## Compito assegnato
Riporti senza alcuna modifica tutto l'elenco, dall'inizio fino alla riga che contiene "top-left (166, 106), bottom-right (205, 153)", inclusa quest'ultima. Ometta le immagini dalla risposta.
***** Elenco fornito
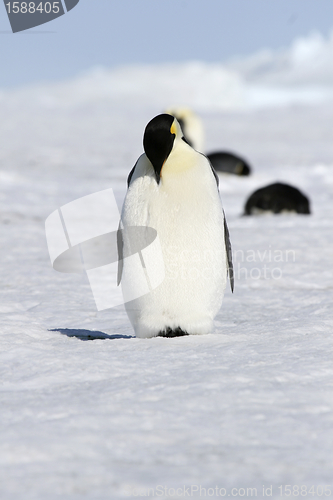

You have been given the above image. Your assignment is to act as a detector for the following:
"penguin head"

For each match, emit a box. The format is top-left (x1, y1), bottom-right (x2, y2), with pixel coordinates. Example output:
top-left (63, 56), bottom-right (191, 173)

top-left (143, 113), bottom-right (183, 184)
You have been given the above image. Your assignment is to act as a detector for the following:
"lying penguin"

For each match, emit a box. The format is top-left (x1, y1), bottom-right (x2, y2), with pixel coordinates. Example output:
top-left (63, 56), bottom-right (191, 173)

top-left (120, 114), bottom-right (233, 337)
top-left (167, 107), bottom-right (251, 175)
top-left (244, 182), bottom-right (310, 215)
top-left (207, 151), bottom-right (251, 175)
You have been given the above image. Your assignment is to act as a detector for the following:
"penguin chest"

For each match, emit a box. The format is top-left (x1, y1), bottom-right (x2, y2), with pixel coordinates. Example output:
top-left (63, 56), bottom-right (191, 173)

top-left (147, 179), bottom-right (226, 302)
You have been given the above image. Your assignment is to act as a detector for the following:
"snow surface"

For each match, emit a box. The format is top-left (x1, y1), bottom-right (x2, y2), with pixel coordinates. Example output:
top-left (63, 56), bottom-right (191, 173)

top-left (0, 31), bottom-right (333, 500)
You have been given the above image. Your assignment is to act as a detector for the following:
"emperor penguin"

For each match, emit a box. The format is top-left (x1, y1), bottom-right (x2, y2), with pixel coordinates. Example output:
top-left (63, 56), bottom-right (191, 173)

top-left (118, 114), bottom-right (233, 338)
top-left (166, 106), bottom-right (205, 153)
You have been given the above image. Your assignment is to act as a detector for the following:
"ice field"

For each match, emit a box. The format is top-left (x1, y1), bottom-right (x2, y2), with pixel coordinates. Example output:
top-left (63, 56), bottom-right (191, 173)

top-left (0, 30), bottom-right (333, 500)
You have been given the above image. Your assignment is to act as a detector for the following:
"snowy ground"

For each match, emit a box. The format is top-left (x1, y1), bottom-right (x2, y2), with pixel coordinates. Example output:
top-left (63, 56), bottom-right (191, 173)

top-left (0, 32), bottom-right (333, 500)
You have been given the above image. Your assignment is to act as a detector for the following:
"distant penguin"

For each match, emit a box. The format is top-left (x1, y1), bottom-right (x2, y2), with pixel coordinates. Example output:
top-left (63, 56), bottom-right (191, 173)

top-left (166, 107), bottom-right (205, 153)
top-left (207, 151), bottom-right (251, 175)
top-left (120, 114), bottom-right (233, 338)
top-left (244, 182), bottom-right (310, 215)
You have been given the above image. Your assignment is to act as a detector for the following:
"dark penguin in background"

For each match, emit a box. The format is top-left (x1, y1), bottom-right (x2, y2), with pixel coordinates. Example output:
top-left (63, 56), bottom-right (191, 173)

top-left (244, 182), bottom-right (310, 215)
top-left (207, 151), bottom-right (251, 175)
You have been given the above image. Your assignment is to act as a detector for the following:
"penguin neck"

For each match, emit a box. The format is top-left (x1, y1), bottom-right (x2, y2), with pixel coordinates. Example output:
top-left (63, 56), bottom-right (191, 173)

top-left (161, 140), bottom-right (198, 184)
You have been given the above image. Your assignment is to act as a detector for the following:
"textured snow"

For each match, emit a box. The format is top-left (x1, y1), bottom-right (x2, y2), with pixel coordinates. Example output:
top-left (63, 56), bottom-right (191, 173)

top-left (0, 30), bottom-right (333, 500)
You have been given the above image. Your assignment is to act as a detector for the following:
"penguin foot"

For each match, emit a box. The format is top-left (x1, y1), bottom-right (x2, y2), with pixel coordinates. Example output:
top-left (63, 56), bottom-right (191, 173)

top-left (157, 326), bottom-right (189, 337)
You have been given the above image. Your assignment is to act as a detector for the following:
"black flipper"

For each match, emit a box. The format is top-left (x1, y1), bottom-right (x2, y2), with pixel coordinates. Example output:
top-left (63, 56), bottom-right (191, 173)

top-left (223, 210), bottom-right (234, 293)
top-left (157, 326), bottom-right (188, 338)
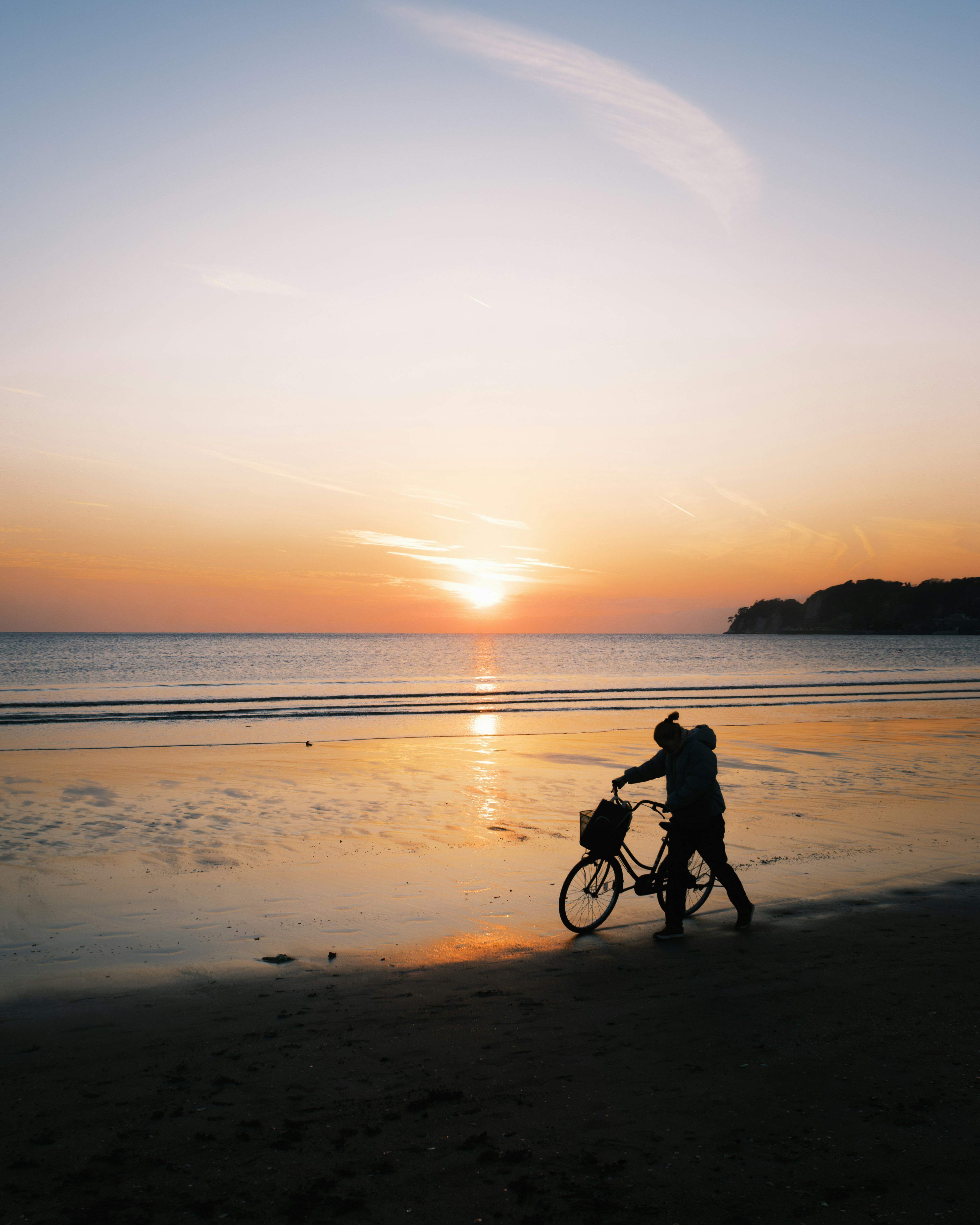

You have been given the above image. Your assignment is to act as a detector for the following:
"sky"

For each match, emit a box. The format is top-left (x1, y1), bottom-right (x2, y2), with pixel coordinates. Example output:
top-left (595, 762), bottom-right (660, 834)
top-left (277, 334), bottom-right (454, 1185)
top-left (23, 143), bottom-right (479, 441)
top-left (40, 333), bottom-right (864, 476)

top-left (0, 0), bottom-right (980, 632)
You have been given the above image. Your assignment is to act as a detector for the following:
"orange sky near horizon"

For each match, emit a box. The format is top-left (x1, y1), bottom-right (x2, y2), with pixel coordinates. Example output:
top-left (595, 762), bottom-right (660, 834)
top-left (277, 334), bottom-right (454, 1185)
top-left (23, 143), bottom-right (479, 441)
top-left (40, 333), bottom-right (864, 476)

top-left (0, 0), bottom-right (980, 632)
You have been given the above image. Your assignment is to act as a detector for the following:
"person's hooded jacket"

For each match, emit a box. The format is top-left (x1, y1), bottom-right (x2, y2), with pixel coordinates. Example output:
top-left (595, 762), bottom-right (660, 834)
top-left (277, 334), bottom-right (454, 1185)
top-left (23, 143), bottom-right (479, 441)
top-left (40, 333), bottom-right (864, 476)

top-left (623, 723), bottom-right (725, 819)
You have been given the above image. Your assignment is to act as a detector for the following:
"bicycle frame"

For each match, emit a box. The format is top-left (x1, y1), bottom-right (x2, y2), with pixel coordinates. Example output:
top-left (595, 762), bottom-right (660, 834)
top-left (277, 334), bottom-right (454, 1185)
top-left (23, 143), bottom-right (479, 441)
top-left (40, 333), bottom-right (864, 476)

top-left (614, 800), bottom-right (670, 893)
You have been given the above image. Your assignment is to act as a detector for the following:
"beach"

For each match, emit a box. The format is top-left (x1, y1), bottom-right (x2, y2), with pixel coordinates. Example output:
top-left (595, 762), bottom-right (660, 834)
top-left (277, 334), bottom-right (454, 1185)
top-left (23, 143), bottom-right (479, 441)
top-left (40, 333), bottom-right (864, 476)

top-left (3, 879), bottom-right (977, 1225)
top-left (0, 647), bottom-right (980, 1225)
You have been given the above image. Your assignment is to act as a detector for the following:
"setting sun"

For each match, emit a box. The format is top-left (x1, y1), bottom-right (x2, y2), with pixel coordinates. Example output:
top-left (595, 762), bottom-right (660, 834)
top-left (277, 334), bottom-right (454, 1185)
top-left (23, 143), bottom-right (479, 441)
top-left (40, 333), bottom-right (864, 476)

top-left (465, 587), bottom-right (504, 609)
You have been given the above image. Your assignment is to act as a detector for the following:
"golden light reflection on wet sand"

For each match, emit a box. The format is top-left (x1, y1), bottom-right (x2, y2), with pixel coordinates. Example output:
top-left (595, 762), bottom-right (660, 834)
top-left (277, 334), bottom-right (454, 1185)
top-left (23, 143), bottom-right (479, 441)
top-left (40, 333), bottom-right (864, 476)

top-left (0, 715), bottom-right (980, 987)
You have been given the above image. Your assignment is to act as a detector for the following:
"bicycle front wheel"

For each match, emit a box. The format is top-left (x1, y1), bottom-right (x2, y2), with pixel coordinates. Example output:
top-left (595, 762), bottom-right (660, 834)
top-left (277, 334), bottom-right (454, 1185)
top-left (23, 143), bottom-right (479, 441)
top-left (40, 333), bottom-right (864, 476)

top-left (559, 859), bottom-right (622, 932)
top-left (657, 851), bottom-right (714, 919)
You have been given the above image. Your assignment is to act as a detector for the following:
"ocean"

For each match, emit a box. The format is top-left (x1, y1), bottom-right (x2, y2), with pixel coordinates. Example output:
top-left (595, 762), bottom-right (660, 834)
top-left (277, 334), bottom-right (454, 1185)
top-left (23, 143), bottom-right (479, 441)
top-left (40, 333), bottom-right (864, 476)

top-left (0, 633), bottom-right (980, 749)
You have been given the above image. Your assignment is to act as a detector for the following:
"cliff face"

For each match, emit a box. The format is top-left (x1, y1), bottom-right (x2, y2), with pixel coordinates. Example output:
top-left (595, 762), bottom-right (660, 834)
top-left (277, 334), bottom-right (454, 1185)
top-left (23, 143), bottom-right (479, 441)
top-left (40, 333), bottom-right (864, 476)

top-left (728, 578), bottom-right (980, 633)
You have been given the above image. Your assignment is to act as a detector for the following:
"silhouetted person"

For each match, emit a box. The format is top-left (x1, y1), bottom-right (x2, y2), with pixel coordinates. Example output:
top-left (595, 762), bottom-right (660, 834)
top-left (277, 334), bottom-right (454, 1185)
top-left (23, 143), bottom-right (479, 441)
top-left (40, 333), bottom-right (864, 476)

top-left (612, 710), bottom-right (756, 940)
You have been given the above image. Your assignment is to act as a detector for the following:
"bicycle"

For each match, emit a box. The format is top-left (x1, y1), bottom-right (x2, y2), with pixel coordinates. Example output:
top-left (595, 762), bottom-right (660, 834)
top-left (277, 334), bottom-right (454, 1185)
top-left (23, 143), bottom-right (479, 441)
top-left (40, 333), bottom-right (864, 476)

top-left (559, 788), bottom-right (714, 935)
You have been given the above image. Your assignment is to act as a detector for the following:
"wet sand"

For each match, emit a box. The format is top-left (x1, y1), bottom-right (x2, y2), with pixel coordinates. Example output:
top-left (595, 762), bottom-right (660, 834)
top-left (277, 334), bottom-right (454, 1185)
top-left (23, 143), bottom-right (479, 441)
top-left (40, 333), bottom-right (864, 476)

top-left (0, 718), bottom-right (980, 998)
top-left (3, 881), bottom-right (980, 1225)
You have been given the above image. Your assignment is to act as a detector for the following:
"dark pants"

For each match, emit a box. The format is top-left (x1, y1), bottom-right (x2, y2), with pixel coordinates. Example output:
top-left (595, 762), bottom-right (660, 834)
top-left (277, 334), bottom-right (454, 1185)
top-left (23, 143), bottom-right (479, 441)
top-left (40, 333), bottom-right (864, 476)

top-left (666, 813), bottom-right (750, 926)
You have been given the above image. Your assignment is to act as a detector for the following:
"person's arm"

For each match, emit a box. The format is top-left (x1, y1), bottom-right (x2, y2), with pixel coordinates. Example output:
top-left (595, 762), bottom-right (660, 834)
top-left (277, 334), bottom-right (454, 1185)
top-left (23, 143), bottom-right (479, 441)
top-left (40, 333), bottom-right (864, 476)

top-left (664, 741), bottom-right (718, 812)
top-left (612, 749), bottom-right (666, 787)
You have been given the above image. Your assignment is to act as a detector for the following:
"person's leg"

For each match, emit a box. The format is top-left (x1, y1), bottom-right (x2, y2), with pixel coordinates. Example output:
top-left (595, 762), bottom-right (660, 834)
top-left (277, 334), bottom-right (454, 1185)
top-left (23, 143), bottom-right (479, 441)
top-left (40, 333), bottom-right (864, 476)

top-left (696, 822), bottom-right (752, 915)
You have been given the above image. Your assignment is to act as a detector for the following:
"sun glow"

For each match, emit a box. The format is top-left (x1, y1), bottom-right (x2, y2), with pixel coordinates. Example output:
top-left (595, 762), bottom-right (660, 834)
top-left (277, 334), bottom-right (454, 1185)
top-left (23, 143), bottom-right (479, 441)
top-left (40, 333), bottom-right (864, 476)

top-left (465, 587), bottom-right (504, 609)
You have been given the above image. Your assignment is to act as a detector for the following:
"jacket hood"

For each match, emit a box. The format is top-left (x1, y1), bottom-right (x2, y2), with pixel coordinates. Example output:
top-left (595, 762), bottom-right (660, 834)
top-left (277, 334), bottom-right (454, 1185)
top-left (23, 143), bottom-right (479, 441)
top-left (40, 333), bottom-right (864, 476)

top-left (690, 723), bottom-right (718, 752)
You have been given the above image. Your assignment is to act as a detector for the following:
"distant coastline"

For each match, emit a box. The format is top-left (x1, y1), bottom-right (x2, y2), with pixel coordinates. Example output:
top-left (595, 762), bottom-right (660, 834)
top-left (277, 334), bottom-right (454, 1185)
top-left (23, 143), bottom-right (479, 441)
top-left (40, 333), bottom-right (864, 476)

top-left (726, 578), bottom-right (980, 634)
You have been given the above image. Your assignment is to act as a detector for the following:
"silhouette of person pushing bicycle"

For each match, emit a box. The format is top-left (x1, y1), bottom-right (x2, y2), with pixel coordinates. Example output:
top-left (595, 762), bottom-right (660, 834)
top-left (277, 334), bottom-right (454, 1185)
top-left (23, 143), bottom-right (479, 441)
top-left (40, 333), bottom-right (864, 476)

top-left (612, 710), bottom-right (756, 940)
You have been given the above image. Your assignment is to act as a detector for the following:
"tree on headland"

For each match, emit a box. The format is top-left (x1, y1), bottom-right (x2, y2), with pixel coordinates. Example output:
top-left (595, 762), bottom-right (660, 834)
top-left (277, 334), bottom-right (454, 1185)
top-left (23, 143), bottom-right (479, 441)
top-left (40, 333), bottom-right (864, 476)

top-left (728, 578), bottom-right (980, 633)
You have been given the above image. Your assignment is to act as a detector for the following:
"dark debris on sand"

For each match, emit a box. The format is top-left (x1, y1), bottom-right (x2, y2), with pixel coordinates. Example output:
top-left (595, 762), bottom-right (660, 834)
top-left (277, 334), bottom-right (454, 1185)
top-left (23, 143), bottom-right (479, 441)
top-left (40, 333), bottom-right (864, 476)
**********
## Risposta attesa
You have been given the above image. Your assignment is to act as a detector for the following:
"penguin head"

For each match, emit a box. The format is top-left (x1, y1), bottom-right (x2, y2), with pixel coordinates. Example output:
top-left (63, 56), bottom-right (191, 173)

top-left (143, 113), bottom-right (183, 184)
You have been given the above image. Your assignment is to act as a detector for the following:
"lying penguin"

For each match, emit a box. The format is top-left (x1, y1), bottom-right (x2, y2), with pixel coordinates. Example output:
top-left (63, 56), bottom-right (191, 173)

top-left (120, 114), bottom-right (233, 337)
top-left (167, 107), bottom-right (251, 175)
top-left (244, 182), bottom-right (310, 215)
top-left (207, 151), bottom-right (251, 175)
You have been given the above image. Your assignment is to act as a detector for the following:
"penguin chest"

For each match, emit a box. The format is top-left (x1, y1), bottom-right (x2, y2), with pixel coordinates. Example output:
top-left (63, 56), bottom-right (191, 173)

top-left (147, 179), bottom-right (226, 302)
You have been given the above image. Your assignment is to act as a detector for the following:
"snow surface"

For each match, emit a box. The format is top-left (x1, y1), bottom-right (x2, y2), with pixel coordinates. Example output:
top-left (63, 56), bottom-right (191, 173)

top-left (0, 31), bottom-right (333, 500)
You have been given the above image. Your assignment is to act as a detector for the following:
"emperor penguin"

For each match, emit a box. The format is top-left (x1, y1), bottom-right (x2, y2), with pixel coordinates. Example output:
top-left (63, 56), bottom-right (191, 173)

top-left (118, 114), bottom-right (233, 338)
top-left (166, 106), bottom-right (205, 153)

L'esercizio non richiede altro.